** TÂCHES À RÉALISER **
• a. Citez le passage de l'extrait sur le film Chorus compris entre « Après avoir été » et « pour un couple. », inclusivement.
• b. Les affirmations suivantes concordent-elles avec l'extrait sur le film Chorus ? Répondez par oui ou par non à chacune, en citant à l'identique les mots de l'extrait qui tranchent.
(i) Chorus est un film en couleur.
(ii) Chorus a été présenté comme film de clôture des Rendez-vous du cinéma québécois.
(iii) Le groupe Suuns vient de Toronto.

== EXTRAIT DE PAGE

Après avoir été présenté comme film de clôture des Rendez-vous du cinéma québécois, voici que le long métrage Chorus, de François Delisle prend l’affiche dès le 6 mars prochain. Mettant en vedette Sébastien Ricard, Fanny Mallette, Geneviève Bujold, Pierre Curzi et le groupe rock montréalais Suuns, ce film en noir et blanc aborde entre autres les thèmes du deuil d’un enfant et des séquelles que cela entraine pour un couple.

====
== SECTION DES DONNÉES

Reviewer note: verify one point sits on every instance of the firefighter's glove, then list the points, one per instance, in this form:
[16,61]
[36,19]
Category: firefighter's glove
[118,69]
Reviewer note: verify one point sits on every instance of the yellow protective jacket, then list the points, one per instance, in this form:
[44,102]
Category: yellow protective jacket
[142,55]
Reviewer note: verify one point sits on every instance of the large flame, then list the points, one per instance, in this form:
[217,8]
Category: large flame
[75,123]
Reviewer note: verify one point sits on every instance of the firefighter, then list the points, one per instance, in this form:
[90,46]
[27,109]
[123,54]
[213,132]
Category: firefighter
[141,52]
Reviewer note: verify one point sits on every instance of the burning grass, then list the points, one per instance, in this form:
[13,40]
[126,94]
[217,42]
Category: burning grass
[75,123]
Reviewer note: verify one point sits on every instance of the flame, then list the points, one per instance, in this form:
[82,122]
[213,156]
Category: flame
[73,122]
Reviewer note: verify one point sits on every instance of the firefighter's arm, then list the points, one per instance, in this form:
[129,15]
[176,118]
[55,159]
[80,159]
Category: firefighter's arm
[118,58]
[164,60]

====

** CORRIGÉ DES EXERCICES **
• a.
Après avoir été présenté comme film de clôture des Rendez-vous du cinéma québécois, voici que le long métrage Chorus, de François Delisle prend l’affiche dès le 6 mars prochain. Mettant en vedette Sébastien Ricard, Fanny Mallette, Geneviève Bujold, Pierre Curzi et le groupe rock montréalais Suuns, ce film en noir et blanc aborde entre autres les thèmes du deuil d’un enfant et des séquelles que cela entraine pour un couple.

• b.
(i) Non : « ce film en noir et blanc ».
(ii) Oui : « Après avoir été présenté comme film de clôture des Rendez-vous du cinéma québécois ».
(iii) Non : « le groupe rock montréalais Suuns ».